Source information section start

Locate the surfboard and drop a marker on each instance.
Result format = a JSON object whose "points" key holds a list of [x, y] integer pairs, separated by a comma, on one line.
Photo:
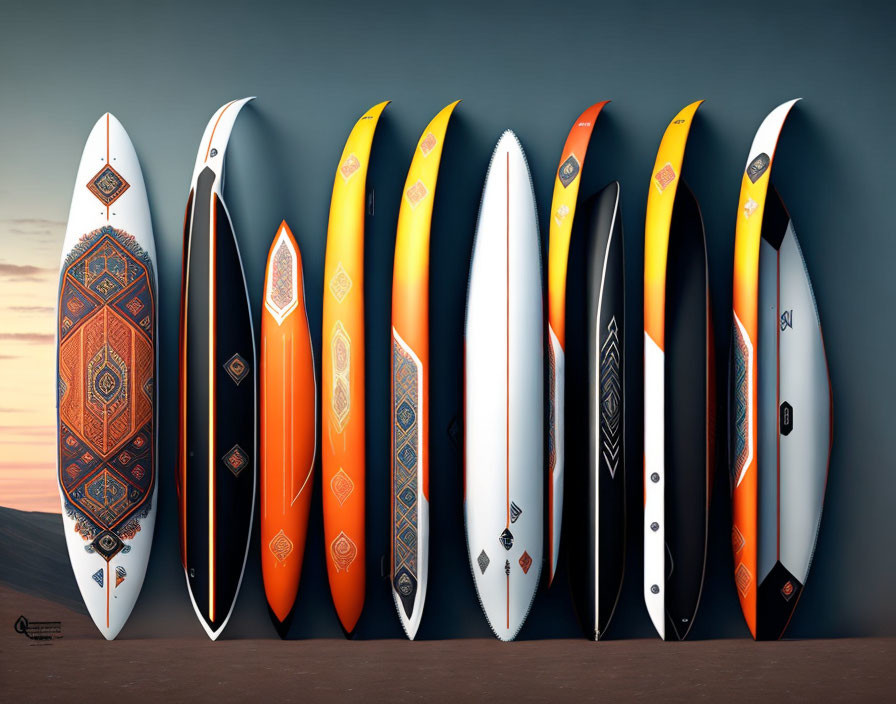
{"points": [[106, 364], [217, 409], [504, 395], [679, 393], [781, 406], [288, 415], [342, 376], [409, 538], [598, 560], [563, 209]]}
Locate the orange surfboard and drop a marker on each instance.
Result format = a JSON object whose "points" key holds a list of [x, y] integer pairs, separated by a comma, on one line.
{"points": [[342, 376], [288, 426]]}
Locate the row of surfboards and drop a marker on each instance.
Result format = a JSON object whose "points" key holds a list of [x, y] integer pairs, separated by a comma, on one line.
{"points": [[780, 406]]}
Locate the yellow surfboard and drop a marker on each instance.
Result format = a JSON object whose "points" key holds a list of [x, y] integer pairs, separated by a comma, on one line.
{"points": [[678, 391], [342, 375], [409, 537], [563, 209]]}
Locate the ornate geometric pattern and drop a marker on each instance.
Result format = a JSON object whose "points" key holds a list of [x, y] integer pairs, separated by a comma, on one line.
{"points": [[757, 167], [427, 144], [416, 193], [737, 540], [237, 368], [506, 539], [611, 398], [106, 369], [108, 185], [349, 166], [281, 295], [562, 212], [342, 486], [341, 348], [742, 361], [405, 489], [664, 177], [340, 284], [236, 460], [568, 171], [280, 546], [743, 577], [343, 551], [787, 590]]}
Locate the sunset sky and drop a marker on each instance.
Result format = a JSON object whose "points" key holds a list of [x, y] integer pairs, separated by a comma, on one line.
{"points": [[29, 262]]}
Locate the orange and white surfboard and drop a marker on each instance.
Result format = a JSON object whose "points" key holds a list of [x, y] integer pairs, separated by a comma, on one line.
{"points": [[780, 400], [288, 439], [342, 376]]}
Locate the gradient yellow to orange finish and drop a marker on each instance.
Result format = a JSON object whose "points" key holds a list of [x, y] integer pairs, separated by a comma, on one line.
{"points": [[343, 437], [410, 275], [288, 432], [29, 264], [660, 202], [748, 235], [561, 222]]}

Source information section end

• Work required
Could the entries above be retyped exactly, with the pictures left out?

• Solution to the problem
Locate the surfboard and drop a marker on each instance.
Result format = a JSON object whose "points" key holds a list of [x, y] integer pairs, separated by a comma, on one line.
Photo:
{"points": [[106, 364], [217, 409], [504, 395], [679, 393], [781, 406], [288, 415], [342, 376], [409, 538], [598, 560], [563, 209]]}
Locate the orange surfboard and drop a marker on each instance.
Result format = a JSON object whose "points" key holds a list of [x, y] integer pairs, separated by a comma, on one line.
{"points": [[342, 376], [288, 426]]}
Locate the row of surfboards and drop a marker on each instance.
Result format = a JSON object whose "points" key holds a list of [x, y] integer pairs, separated by a comma, on one line.
{"points": [[780, 406]]}
Locate the yellow surfboard and drop a marker on each instance.
Result format = a JSON object whose "points" key holds a list of [x, y] integer pairs, separated by a comma, on one line.
{"points": [[678, 391], [342, 375], [409, 537], [563, 209]]}
Locate the ornate geometric pattern and drop a marker on each instance.
Result format = a JSON object whose "points" key holds a list of [x, y] integer pairs, separated by a comma, on one line.
{"points": [[757, 167], [427, 144], [416, 193], [737, 540], [237, 368], [506, 539], [611, 398], [106, 369], [108, 185], [349, 166], [281, 295], [562, 212], [342, 486], [341, 348], [742, 361], [405, 489], [664, 177], [340, 284], [236, 460], [568, 171], [280, 546], [743, 577], [343, 551], [787, 590]]}
Locate the sunset sky and drop a marker on each instance.
Result format = a JSON object whose "points" key holds a list of [x, y] integer pairs, separated by a comma, on one line.
{"points": [[29, 262]]}
Locate the orange and white surfboard and drop a marker on each instance.
Result format = a JSON object whose "points" key holds a list of [x, y] integer pairs, separated by a comma, on one line.
{"points": [[780, 400], [288, 439], [342, 376]]}
Locate the gradient yellow to orange finish and drop a marker on each instance.
Result format = a JSON object whose "points" key holds a list of [x, y] integer pairs, separated by a comma, on one line.
{"points": [[343, 437], [410, 275], [288, 432], [29, 264], [660, 202], [748, 235], [561, 222]]}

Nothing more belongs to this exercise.